Extract every line of the data that holds the word "background", copying each one in full.

━━ The data ━━

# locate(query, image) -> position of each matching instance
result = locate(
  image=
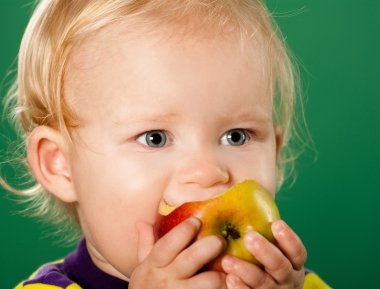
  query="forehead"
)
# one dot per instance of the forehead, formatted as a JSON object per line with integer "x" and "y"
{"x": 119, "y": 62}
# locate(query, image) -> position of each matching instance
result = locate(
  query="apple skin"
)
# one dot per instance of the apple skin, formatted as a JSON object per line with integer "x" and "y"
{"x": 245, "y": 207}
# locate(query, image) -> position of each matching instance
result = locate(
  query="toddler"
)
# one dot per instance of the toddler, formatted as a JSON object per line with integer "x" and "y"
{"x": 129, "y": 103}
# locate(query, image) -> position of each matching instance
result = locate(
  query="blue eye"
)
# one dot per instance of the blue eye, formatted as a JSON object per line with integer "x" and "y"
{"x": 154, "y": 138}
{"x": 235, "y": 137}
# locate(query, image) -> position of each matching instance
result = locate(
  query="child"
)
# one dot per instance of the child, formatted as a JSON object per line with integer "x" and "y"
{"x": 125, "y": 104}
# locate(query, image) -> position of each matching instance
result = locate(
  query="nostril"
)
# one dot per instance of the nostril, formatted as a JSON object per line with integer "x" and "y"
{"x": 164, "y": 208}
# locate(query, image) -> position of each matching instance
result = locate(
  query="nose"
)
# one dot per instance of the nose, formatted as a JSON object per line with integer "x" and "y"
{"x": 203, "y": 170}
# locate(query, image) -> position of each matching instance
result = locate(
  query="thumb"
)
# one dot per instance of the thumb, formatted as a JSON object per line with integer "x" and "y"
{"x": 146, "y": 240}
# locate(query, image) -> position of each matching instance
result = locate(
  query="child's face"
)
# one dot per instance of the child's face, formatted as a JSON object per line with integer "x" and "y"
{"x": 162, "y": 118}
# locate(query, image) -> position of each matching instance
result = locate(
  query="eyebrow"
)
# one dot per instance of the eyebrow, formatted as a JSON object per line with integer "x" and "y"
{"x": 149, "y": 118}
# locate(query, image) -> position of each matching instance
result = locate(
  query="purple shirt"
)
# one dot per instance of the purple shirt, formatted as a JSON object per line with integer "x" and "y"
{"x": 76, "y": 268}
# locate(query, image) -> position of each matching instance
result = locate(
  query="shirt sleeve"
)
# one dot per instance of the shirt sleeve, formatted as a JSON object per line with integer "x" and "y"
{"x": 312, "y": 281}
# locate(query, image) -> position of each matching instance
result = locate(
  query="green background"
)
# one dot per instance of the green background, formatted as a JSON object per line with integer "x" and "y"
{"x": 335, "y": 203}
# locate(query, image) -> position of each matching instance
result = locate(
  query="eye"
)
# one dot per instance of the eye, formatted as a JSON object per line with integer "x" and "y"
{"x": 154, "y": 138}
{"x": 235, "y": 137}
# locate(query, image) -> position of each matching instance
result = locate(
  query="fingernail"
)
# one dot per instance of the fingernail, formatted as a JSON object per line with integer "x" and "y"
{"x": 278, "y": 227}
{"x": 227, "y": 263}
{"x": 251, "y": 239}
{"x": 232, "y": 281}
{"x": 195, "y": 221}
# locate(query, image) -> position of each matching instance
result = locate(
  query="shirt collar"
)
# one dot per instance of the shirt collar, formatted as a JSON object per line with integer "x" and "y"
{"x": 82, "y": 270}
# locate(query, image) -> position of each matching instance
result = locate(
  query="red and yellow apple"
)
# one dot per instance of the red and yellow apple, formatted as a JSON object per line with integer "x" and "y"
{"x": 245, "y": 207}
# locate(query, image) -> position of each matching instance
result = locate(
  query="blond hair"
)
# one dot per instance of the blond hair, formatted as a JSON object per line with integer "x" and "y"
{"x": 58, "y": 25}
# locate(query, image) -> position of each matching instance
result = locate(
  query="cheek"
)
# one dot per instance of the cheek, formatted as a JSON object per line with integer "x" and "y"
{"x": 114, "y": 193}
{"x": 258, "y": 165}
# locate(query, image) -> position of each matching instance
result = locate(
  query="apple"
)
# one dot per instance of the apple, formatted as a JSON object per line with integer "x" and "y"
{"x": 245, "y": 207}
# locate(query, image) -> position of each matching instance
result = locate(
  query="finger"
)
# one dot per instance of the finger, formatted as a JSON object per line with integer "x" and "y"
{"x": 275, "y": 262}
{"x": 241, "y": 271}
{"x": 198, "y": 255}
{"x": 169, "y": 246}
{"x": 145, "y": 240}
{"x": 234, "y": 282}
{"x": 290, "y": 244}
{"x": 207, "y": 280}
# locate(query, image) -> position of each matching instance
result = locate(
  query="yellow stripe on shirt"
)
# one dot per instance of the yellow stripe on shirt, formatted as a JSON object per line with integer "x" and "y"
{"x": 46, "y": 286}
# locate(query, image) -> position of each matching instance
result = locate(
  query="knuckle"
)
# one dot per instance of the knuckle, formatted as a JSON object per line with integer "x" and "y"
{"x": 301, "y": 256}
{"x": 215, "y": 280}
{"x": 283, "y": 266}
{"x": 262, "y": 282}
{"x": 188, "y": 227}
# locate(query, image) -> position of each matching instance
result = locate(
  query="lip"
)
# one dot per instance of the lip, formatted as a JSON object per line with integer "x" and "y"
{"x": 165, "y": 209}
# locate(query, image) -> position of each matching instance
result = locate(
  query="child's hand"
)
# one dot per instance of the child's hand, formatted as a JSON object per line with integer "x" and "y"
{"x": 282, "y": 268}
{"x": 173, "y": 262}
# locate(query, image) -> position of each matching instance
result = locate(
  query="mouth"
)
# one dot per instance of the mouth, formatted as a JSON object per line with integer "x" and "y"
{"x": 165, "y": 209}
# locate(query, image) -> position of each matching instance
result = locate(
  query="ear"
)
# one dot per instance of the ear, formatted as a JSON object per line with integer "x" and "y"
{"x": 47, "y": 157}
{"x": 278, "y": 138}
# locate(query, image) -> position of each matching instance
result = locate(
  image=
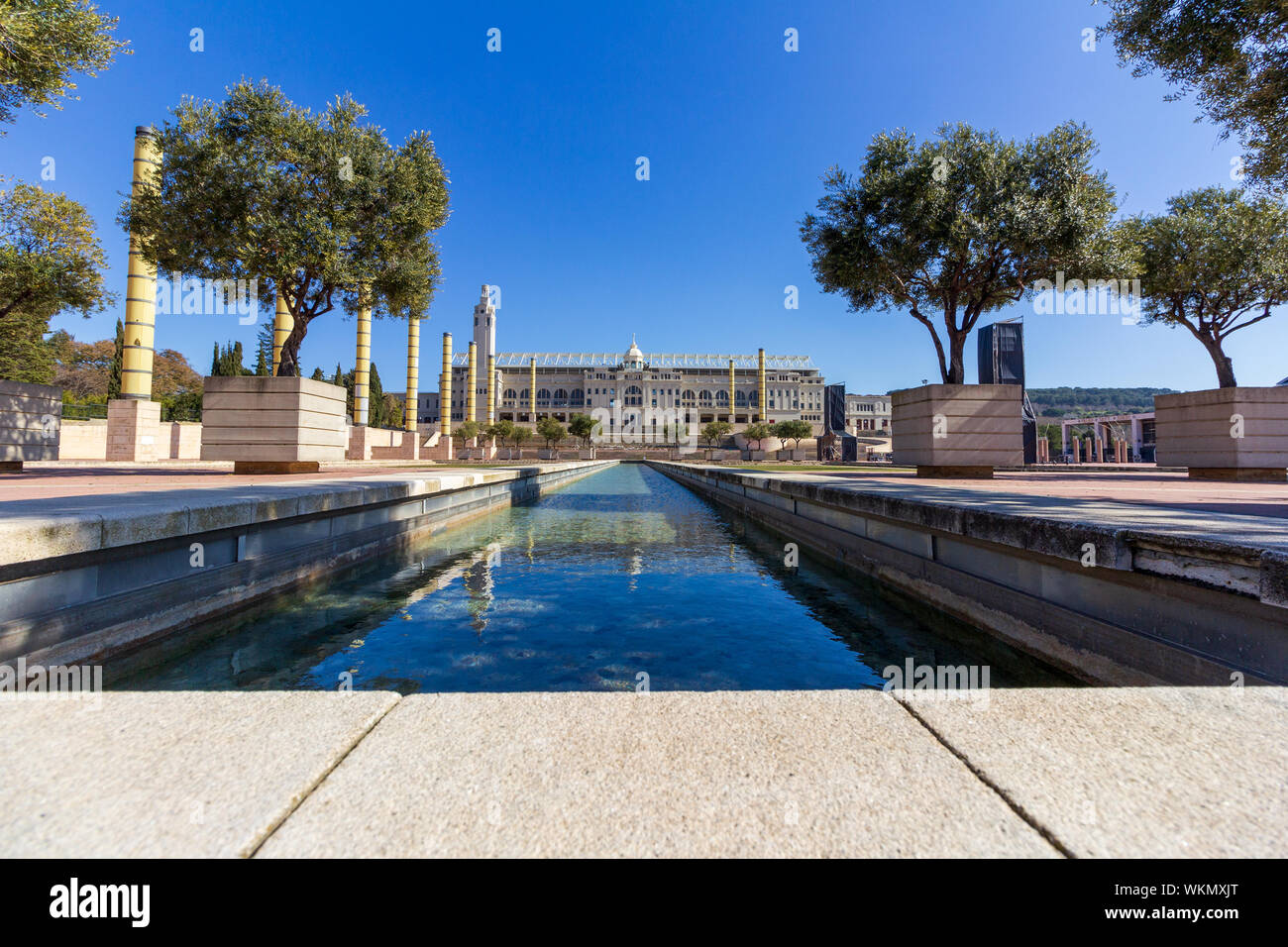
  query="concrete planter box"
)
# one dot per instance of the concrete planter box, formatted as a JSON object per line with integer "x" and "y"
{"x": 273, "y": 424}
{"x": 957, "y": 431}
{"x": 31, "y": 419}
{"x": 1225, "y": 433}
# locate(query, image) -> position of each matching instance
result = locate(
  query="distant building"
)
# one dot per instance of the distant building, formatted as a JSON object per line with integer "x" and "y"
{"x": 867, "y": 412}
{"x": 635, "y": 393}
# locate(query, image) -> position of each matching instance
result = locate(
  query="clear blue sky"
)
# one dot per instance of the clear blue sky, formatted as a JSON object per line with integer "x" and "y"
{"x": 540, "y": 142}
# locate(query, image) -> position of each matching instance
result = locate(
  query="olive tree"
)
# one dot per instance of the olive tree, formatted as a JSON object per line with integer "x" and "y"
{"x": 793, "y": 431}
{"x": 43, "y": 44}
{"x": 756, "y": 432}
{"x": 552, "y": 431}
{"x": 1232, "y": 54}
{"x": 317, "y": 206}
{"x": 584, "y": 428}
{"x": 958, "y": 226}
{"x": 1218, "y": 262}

━━━
━━ The data ━━

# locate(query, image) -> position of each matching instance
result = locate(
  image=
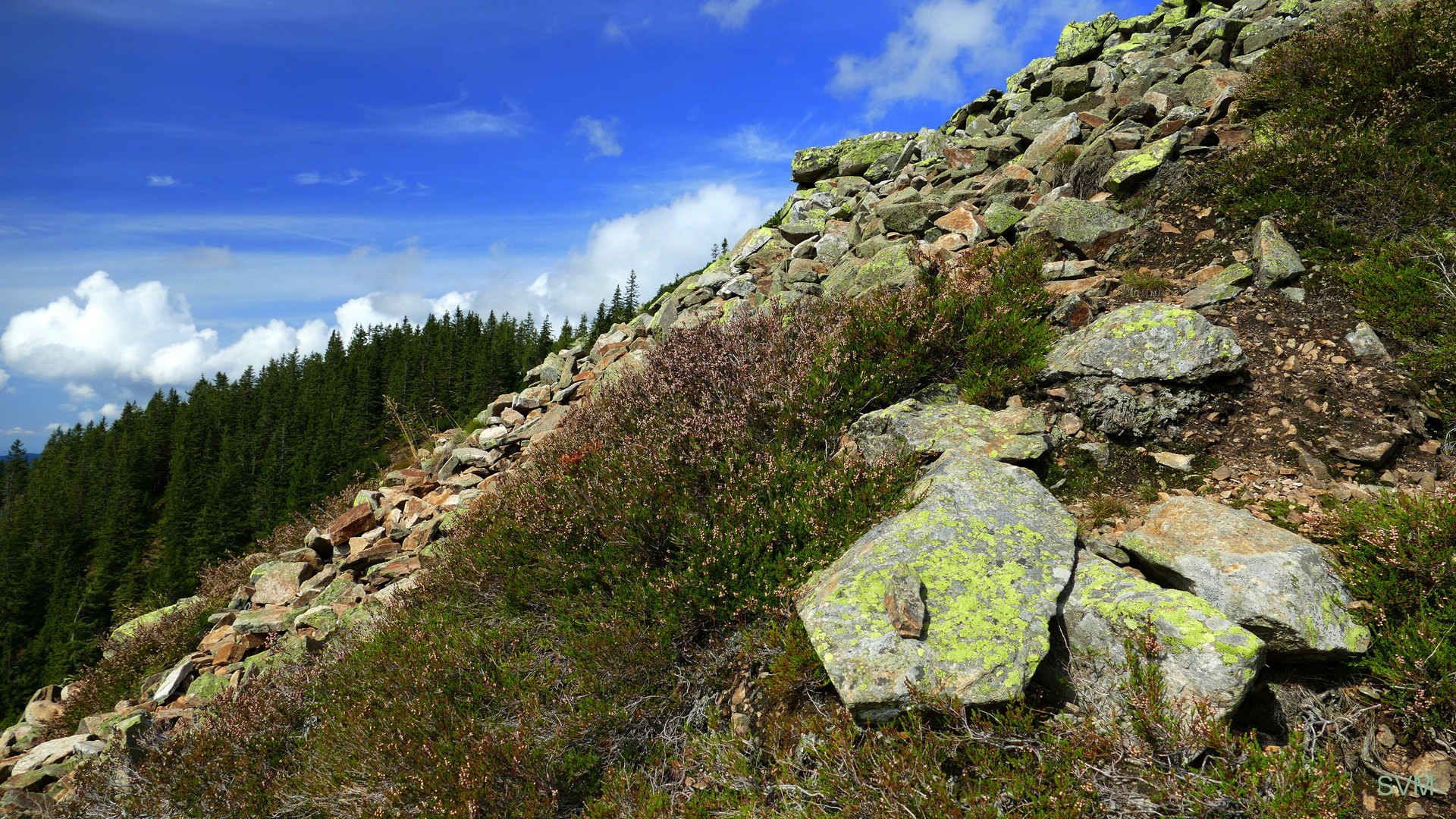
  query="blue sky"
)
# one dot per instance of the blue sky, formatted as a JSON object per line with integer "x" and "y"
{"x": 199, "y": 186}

━━━

- _The solution_:
  query="green background"
# one dot per instance of the green background, formatted as a JSON object per line with integer "x" and "y"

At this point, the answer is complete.